Study material:
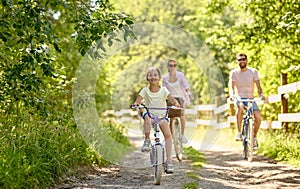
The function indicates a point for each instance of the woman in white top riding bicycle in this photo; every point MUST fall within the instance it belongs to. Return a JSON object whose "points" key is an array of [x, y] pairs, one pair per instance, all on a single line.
{"points": [[177, 84], [155, 96]]}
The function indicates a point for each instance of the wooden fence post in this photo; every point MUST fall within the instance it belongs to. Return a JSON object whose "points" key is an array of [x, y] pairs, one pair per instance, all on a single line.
{"points": [[284, 101]]}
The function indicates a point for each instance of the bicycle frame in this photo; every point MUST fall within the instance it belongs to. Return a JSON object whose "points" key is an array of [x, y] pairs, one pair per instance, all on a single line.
{"points": [[157, 153], [248, 126]]}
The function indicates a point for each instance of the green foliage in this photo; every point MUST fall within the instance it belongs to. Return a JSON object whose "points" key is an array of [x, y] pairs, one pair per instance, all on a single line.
{"points": [[195, 156]]}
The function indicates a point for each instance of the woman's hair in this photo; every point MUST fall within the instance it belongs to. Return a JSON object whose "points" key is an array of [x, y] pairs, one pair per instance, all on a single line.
{"points": [[153, 69]]}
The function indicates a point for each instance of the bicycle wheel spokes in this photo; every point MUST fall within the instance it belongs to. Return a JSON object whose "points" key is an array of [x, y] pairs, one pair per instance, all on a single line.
{"points": [[158, 164], [251, 140], [177, 138], [246, 139]]}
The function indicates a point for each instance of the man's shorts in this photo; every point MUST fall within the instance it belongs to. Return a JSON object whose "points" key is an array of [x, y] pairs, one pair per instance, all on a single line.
{"points": [[254, 105]]}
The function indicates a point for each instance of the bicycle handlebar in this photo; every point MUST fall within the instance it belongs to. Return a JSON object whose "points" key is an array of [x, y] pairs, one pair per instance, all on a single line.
{"points": [[247, 99], [148, 108]]}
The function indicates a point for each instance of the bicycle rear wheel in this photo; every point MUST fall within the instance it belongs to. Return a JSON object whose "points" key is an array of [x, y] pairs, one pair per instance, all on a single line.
{"points": [[158, 164], [177, 138], [250, 141]]}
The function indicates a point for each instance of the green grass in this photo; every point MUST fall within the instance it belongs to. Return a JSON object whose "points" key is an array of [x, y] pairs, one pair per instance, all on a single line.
{"points": [[197, 161], [36, 153]]}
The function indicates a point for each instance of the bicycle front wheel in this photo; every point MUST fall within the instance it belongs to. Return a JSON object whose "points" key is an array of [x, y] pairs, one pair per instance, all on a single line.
{"points": [[158, 164], [177, 138], [251, 140]]}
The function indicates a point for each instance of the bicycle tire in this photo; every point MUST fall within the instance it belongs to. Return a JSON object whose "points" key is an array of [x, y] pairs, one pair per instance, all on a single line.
{"points": [[177, 138], [158, 164], [251, 140], [245, 140]]}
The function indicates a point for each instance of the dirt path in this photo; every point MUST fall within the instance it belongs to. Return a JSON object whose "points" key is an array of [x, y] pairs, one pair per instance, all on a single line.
{"points": [[224, 168]]}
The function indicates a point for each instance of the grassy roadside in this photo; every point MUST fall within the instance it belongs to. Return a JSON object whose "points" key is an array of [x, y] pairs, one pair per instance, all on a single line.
{"points": [[275, 144], [197, 161]]}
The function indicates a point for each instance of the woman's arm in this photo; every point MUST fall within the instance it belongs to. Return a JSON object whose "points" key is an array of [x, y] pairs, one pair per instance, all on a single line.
{"points": [[138, 100], [173, 100]]}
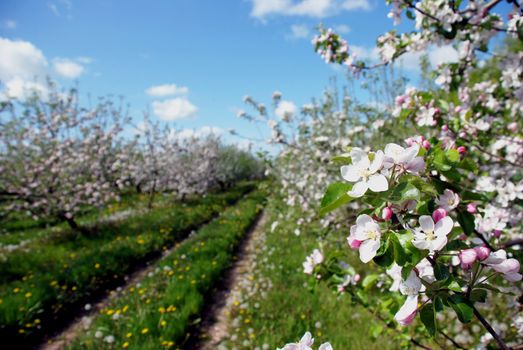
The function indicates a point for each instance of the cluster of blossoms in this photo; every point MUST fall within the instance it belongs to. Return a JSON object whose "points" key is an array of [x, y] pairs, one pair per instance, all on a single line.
{"points": [[306, 343], [444, 216], [56, 159]]}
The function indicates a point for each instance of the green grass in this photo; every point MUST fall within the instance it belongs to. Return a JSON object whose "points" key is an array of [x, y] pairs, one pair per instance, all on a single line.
{"points": [[158, 313], [43, 286], [277, 304]]}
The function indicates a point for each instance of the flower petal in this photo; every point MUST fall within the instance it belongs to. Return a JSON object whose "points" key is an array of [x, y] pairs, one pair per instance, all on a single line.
{"points": [[444, 226], [358, 190], [426, 223], [407, 312], [378, 183], [368, 250], [438, 243], [350, 173], [377, 162]]}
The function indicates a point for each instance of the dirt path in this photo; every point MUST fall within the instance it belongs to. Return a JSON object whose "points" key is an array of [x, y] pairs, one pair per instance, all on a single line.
{"points": [[83, 321], [214, 328]]}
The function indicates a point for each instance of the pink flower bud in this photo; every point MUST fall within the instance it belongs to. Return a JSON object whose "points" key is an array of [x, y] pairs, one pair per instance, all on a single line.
{"points": [[482, 252], [386, 214], [353, 243], [439, 214], [356, 277], [467, 257], [407, 319]]}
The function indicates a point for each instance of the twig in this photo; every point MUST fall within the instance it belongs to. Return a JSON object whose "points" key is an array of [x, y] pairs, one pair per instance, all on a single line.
{"points": [[489, 328]]}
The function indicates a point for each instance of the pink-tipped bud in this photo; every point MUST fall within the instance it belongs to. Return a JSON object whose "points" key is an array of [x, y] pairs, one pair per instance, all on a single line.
{"points": [[439, 214], [353, 243], [482, 252], [386, 214], [467, 257], [513, 126], [356, 278]]}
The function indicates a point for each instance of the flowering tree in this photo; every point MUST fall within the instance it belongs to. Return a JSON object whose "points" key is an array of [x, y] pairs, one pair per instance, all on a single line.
{"points": [[441, 213], [56, 158]]}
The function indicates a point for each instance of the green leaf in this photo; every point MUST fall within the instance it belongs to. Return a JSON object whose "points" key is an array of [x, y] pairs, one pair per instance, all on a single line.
{"points": [[462, 307], [405, 271], [428, 317], [404, 191], [400, 256], [385, 256], [466, 221], [335, 196], [478, 295]]}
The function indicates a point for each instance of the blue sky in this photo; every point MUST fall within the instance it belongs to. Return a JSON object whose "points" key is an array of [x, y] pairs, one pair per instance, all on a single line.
{"points": [[214, 52]]}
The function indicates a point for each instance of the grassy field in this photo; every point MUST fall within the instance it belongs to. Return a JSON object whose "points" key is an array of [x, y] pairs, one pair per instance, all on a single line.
{"points": [[44, 283], [159, 312], [277, 303]]}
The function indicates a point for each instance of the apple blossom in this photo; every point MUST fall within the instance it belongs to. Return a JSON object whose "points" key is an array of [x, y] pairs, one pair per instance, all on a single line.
{"points": [[411, 288], [365, 174], [467, 257], [448, 200], [311, 261], [439, 214], [367, 231], [430, 236]]}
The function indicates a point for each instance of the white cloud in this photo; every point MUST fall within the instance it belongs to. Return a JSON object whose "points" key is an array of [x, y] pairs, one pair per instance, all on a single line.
{"points": [[286, 109], [310, 8], [364, 53], [299, 31], [20, 59], [342, 29], [166, 90], [24, 67], [10, 24], [22, 89], [67, 68], [198, 133], [175, 108], [356, 5]]}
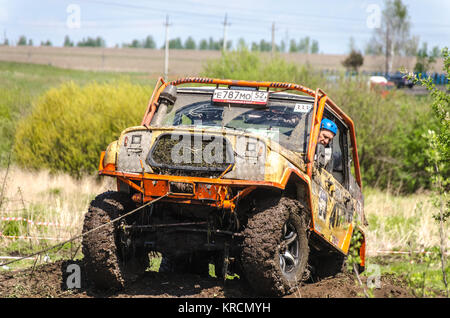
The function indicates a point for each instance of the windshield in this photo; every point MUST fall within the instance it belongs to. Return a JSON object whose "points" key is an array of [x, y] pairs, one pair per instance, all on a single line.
{"points": [[285, 121]]}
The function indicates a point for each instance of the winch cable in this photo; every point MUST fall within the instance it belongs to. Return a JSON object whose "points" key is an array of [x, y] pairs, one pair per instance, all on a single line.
{"points": [[87, 232]]}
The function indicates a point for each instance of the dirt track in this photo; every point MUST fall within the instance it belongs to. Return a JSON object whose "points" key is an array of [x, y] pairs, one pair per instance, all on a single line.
{"points": [[48, 280]]}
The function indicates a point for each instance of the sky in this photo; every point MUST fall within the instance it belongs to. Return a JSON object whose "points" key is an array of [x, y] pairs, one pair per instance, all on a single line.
{"points": [[332, 23]]}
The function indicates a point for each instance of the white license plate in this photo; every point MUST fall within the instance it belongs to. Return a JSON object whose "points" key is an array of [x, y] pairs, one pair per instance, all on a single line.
{"points": [[240, 96]]}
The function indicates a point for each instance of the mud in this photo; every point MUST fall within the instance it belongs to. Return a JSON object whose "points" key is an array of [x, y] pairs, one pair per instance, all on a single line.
{"points": [[49, 280]]}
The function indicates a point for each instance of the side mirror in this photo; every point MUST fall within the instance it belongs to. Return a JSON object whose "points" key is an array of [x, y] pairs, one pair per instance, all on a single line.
{"points": [[320, 155], [323, 155], [167, 98]]}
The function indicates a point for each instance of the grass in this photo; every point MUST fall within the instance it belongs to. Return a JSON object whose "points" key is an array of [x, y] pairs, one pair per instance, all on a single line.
{"points": [[402, 223], [44, 197]]}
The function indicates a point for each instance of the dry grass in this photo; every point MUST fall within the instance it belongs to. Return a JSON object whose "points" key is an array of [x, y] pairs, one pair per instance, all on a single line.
{"points": [[395, 222], [42, 197], [403, 223]]}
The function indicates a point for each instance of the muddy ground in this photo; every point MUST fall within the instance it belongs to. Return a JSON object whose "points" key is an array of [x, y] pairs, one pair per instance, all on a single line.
{"points": [[49, 280]]}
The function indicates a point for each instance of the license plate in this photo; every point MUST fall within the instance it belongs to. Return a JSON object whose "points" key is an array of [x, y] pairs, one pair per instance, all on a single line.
{"points": [[240, 96]]}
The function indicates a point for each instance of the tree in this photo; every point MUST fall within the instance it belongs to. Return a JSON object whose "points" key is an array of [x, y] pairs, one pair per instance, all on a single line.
{"points": [[425, 59], [315, 47], [438, 154], [203, 45], [353, 61], [22, 40], [189, 44], [67, 41], [293, 46], [304, 45], [175, 44], [46, 43], [149, 42], [393, 34]]}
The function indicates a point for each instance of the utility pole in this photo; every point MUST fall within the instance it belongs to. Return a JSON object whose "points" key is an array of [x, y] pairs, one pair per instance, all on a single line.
{"points": [[386, 67], [273, 39], [166, 54], [225, 24]]}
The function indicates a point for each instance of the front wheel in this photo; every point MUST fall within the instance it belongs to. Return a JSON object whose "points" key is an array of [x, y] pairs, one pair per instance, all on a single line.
{"points": [[110, 261], [275, 250]]}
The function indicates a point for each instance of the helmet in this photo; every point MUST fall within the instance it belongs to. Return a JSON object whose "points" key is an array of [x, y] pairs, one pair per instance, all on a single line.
{"points": [[328, 125]]}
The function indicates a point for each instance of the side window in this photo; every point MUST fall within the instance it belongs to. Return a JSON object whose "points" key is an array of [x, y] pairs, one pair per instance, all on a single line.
{"points": [[352, 184], [339, 154]]}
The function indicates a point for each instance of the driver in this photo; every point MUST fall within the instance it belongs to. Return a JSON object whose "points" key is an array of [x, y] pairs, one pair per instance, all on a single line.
{"points": [[328, 130]]}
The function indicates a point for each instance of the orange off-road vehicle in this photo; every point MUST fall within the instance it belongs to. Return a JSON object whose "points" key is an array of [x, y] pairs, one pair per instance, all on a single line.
{"points": [[229, 173]]}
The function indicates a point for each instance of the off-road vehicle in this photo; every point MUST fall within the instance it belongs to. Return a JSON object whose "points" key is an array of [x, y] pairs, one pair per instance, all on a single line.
{"points": [[240, 182]]}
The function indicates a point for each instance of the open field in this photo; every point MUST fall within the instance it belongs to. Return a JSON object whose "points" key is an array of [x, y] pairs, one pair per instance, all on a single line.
{"points": [[181, 62], [52, 210], [39, 209]]}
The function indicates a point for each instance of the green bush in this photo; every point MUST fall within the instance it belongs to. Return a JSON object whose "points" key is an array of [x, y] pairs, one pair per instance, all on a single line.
{"points": [[70, 125]]}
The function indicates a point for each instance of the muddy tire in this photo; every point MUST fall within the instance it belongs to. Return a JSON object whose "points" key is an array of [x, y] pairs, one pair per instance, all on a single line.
{"points": [[275, 250], [195, 263], [109, 262]]}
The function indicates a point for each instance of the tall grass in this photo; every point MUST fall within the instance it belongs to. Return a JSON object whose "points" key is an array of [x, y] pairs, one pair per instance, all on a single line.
{"points": [[395, 222], [402, 223], [71, 124], [40, 196], [22, 83]]}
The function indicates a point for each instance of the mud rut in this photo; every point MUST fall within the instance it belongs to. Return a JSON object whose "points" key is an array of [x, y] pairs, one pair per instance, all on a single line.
{"points": [[48, 280]]}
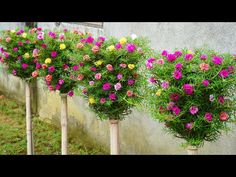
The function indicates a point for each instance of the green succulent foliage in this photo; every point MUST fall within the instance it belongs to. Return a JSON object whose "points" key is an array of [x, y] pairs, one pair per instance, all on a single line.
{"points": [[19, 46], [61, 62], [202, 129], [108, 54]]}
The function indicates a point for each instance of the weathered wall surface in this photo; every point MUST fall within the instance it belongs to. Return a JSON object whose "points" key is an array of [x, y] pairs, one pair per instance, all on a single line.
{"points": [[139, 134]]}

Task details: Your reply must hold only the lines from the line containing "The function indicates a point for each instance of the tall" through the end of the records above, written out exactly, both ends included, with no pictures, please.

Task solution:
The function indicates a point for each instance of the tall grass in this photo; every point MUST fall within the instance it belongs to. Return a JSON object whose "points" key is an array of [x, y] pairs, one pair per instance, all on a single line.
{"points": [[395, 222], [402, 223], [71, 124], [40, 196], [22, 83]]}
The function indicates a point for each instance of the mud rut in this photo; every point MUST fall within the instance it belongs to. Return a JSON object whose "points" key is an array of [x, y] pairs, one pair per instance, all on a single line.
{"points": [[48, 280]]}
The function indicates a point for each instance of the green succulent foliage in this photo; every point MUST fall within the instance it belongs to. Return a JSON object whose "points" key is an array of [x, y] pairs, one pair per instance, all on a single line.
{"points": [[19, 46], [61, 62], [202, 129], [108, 54]]}
The function indicates a point for each instance of the weathered wall surface in this photo; every point MUST fall within the instance it belongs to. Return a JSON object whose "points" key is an array of [x, y] pairs, one pair per instance, all on a single line.
{"points": [[139, 134]]}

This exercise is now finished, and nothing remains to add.